_THE TASK_
Extract every line below, verbatim.

_Saved data entries_
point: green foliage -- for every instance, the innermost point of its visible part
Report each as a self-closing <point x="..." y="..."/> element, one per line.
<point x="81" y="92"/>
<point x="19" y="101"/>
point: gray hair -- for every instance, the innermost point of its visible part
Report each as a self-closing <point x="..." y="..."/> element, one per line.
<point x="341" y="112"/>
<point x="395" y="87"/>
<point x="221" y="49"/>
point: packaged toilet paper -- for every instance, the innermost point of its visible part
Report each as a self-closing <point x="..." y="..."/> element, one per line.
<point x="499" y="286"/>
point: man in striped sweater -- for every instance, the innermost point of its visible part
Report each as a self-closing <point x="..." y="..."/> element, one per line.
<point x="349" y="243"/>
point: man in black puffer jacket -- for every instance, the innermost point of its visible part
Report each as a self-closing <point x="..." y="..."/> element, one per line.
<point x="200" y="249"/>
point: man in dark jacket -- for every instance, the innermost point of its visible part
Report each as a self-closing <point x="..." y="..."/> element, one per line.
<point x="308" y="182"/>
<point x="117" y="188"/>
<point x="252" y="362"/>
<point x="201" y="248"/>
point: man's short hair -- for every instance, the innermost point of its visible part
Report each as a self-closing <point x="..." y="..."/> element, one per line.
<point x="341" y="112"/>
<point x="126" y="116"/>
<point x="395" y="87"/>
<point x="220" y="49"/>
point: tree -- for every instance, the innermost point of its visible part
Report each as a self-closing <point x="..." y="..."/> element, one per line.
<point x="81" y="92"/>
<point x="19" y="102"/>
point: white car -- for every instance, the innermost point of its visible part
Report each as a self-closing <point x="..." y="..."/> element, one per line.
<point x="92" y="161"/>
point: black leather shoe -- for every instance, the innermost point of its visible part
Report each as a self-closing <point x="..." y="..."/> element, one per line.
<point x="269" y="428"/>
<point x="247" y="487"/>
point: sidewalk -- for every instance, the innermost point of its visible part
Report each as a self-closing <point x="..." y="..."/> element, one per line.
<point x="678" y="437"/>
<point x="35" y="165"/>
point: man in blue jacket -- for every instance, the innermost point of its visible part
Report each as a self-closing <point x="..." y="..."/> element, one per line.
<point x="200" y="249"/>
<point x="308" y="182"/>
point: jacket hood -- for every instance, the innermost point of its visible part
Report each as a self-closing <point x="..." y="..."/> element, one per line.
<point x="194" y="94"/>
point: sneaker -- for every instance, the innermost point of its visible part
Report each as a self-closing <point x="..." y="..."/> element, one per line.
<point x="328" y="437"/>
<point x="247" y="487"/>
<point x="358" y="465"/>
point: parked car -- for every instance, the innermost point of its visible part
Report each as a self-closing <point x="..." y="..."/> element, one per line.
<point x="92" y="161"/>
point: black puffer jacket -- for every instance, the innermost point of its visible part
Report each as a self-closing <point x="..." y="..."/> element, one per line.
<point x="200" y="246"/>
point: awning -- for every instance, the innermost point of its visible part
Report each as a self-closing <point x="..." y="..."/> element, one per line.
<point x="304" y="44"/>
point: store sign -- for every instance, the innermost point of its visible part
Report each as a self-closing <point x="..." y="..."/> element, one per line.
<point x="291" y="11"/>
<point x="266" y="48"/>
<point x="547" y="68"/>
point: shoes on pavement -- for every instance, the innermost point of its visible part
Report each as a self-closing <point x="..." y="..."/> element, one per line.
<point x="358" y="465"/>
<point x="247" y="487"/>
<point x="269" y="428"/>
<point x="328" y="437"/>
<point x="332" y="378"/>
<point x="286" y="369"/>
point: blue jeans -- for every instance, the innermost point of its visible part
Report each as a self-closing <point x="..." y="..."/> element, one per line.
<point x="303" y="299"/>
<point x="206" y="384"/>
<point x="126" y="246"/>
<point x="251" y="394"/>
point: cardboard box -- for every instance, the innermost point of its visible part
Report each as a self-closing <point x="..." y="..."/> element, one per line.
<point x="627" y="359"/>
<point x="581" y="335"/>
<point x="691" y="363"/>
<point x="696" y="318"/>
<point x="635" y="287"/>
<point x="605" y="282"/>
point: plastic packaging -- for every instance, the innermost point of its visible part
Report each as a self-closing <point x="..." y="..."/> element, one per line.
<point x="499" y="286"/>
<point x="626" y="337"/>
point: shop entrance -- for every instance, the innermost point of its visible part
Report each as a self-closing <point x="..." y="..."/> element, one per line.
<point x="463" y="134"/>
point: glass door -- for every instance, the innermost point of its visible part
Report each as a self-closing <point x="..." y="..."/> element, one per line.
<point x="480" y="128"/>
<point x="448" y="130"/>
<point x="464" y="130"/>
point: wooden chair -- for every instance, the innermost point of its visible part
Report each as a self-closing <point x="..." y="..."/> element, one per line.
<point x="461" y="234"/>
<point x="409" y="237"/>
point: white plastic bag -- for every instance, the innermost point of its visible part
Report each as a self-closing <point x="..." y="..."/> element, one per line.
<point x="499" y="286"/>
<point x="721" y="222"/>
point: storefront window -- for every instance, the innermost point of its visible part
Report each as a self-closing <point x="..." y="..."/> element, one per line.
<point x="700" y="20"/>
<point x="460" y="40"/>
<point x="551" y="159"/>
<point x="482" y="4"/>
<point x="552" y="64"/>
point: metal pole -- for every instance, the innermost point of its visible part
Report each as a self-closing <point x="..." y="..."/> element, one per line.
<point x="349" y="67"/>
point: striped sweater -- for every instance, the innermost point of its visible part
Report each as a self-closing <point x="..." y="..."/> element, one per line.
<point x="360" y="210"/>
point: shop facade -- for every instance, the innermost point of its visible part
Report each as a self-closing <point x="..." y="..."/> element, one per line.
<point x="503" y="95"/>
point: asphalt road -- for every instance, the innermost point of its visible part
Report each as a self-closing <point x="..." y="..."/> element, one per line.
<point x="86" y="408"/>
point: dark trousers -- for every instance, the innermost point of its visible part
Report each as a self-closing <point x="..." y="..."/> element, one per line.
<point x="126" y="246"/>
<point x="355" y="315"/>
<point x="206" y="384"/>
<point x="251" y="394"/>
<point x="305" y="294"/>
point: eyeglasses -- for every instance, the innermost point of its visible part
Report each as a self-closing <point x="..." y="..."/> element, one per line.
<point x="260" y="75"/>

_RESULT OF THIS TASK_
point: green foliage -- for every instance, the innermost point of its visible part
Report each as a self-closing <point x="..." y="..."/> element, one per line.
<point x="81" y="92"/>
<point x="19" y="101"/>
point: gray hair -- for every instance, the innermost point of its visible part
Report each as a self-closing <point x="..." y="..."/> element, one per line.
<point x="341" y="112"/>
<point x="395" y="87"/>
<point x="221" y="49"/>
point: packaged toilet paper -- for every instance, the innermost point of its visible part
Report each as a self-closing <point x="..." y="..."/> element, one per line.
<point x="499" y="286"/>
point: man in striped sweater -- for every instance, the innermost point of its visible part
Report each as a self-closing <point x="..." y="..."/> element, one per line.
<point x="349" y="243"/>
point: man in black puffer jacket -- for every instance, the innermost point of its visible part
Report each as a self-closing <point x="..." y="..."/> element, one per line.
<point x="200" y="249"/>
point: man in dark jacket -- for every instance, the innermost point of its visible part
Report each as a self-closing <point x="..." y="..."/> element, one per line.
<point x="308" y="182"/>
<point x="117" y="188"/>
<point x="252" y="362"/>
<point x="201" y="248"/>
point: man's short hair -- for every instance, the innermost point of its visible part
Report each as a self-closing <point x="..." y="..."/> element, one per line.
<point x="341" y="112"/>
<point x="126" y="116"/>
<point x="395" y="87"/>
<point x="220" y="49"/>
point: tree -- for every instance, the innermost point of its visible part
Report each as a self-closing <point x="..." y="..."/> element, one per line.
<point x="81" y="92"/>
<point x="19" y="102"/>
point: white car -- for every instance, the innermost point of its visible part
Report each as a self-closing <point x="..." y="..."/> element, one per line.
<point x="92" y="161"/>
point: black leather shoe -- for every instance, the innermost point of its visible part
Report each as a self-closing <point x="..." y="..."/> element, one per line.
<point x="269" y="428"/>
<point x="247" y="487"/>
point: sidewalk -- for every instance, the innermost point of its visible part
Report each as a self-closing <point x="..." y="..."/> element, one per line.
<point x="678" y="437"/>
<point x="35" y="165"/>
point: man in blue jacket -- for every instance, the innermost point of its visible part
Report each as a self-closing <point x="..." y="..."/> element, one per line.
<point x="200" y="249"/>
<point x="308" y="182"/>
point: jacket hood -- for every instance, the innermost point of its visible part
Report each as a self-closing <point x="..." y="..."/> element, one per line.
<point x="194" y="94"/>
point: sneaker -- for every instance, the innermost point of its visible part
Report each as a self-closing <point x="..." y="..."/> element, one per line.
<point x="328" y="437"/>
<point x="247" y="487"/>
<point x="358" y="465"/>
point: parked car -- for every instance, the innermost point of its visible part
Report each as a self-closing <point x="..." y="..."/> element, one per line.
<point x="92" y="161"/>
point: black puffer jacket -- for every instance, the innermost point of its visible part
Report each as a self-closing <point x="..." y="..."/> element, one per line.
<point x="200" y="246"/>
point: awning -- for every instance, the innermost point of its visible part
Report each as a self-closing <point x="..." y="..."/> element, one per line.
<point x="304" y="44"/>
point: store sign -- for every instance, the innermost point of its visible part
Report each as a self-closing <point x="..." y="..."/> element, one per line.
<point x="291" y="11"/>
<point x="266" y="48"/>
<point x="547" y="68"/>
point: shoes on pavement -- for every instance, the innermost point of its visible part
Report each as a self-closing <point x="..." y="..."/> element, one per line.
<point x="358" y="465"/>
<point x="247" y="487"/>
<point x="269" y="428"/>
<point x="328" y="437"/>
<point x="332" y="378"/>
<point x="286" y="369"/>
point: blue jeans -- for every instance, the innermost point of its visible part
Report each as a self-closing <point x="..." y="..."/> element, one per line.
<point x="303" y="299"/>
<point x="206" y="384"/>
<point x="126" y="246"/>
<point x="251" y="394"/>
point: cardboard box -- for every instance, the innermost point of its visible part
Report each as a self-closing <point x="..." y="..."/> element, one per line.
<point x="627" y="359"/>
<point x="581" y="335"/>
<point x="691" y="363"/>
<point x="696" y="318"/>
<point x="635" y="287"/>
<point x="605" y="282"/>
point: plastic packaging -- for every instance, the innermost point of its visible part
Report each as a self-closing <point x="..." y="..."/> element, one per line.
<point x="499" y="286"/>
<point x="626" y="337"/>
point: shop entrance -- for every instance, the innermost point of its visible part
Report each as a self-closing <point x="..." y="..."/> element, one per line.
<point x="463" y="134"/>
point: glass door -- for every instance, the innermost point of its visible part
Report each as a self-closing <point x="..." y="..."/> element, one per line.
<point x="480" y="128"/>
<point x="448" y="130"/>
<point x="464" y="130"/>
point: wooden chair -- for every instance, the innermost point of its visible part
Report each as a self-closing <point x="..." y="..."/> element, one per line.
<point x="461" y="234"/>
<point x="409" y="237"/>
point: white plastic bag -- for every instance, the innermost point of its visible part
Report each as a self-closing <point x="..." y="..."/> element, one per line.
<point x="499" y="286"/>
<point x="721" y="222"/>
point: storefront window -- for every instance, the innermost point of its visible part
Report each as a self-closing <point x="..." y="..."/> element, one per line.
<point x="700" y="20"/>
<point x="460" y="40"/>
<point x="551" y="159"/>
<point x="482" y="4"/>
<point x="552" y="64"/>
point: metal pole -- for every instance, the innermost point of its visible part
Report each as a self-closing <point x="..." y="..."/> element, one per line.
<point x="349" y="67"/>
point: striped sweater -- for every instance, the innermost point of its visible part
Report each as a self-closing <point x="..." y="..."/> element, one per line.
<point x="360" y="210"/>
point: shop facade -- for every instance, the innermost point of its visible part
Report each as a self-closing <point x="..." y="..."/> element, one per line.
<point x="503" y="95"/>
point: asphalt road -- for every instance, the innermost point of its visible part
Report each as a self-closing <point x="..." y="..."/> element, one per line.
<point x="86" y="408"/>
point: dark trousers -- for every instance, the innermost point of its visible part
Report each as a self-closing <point x="..." y="..."/> element, one per line.
<point x="126" y="246"/>
<point x="355" y="315"/>
<point x="206" y="384"/>
<point x="251" y="394"/>
<point x="305" y="294"/>
point: eyeglasses -- for every instance, the innermost point of its visible part
Report each as a self-closing <point x="..." y="..."/> element, one per line.
<point x="260" y="75"/>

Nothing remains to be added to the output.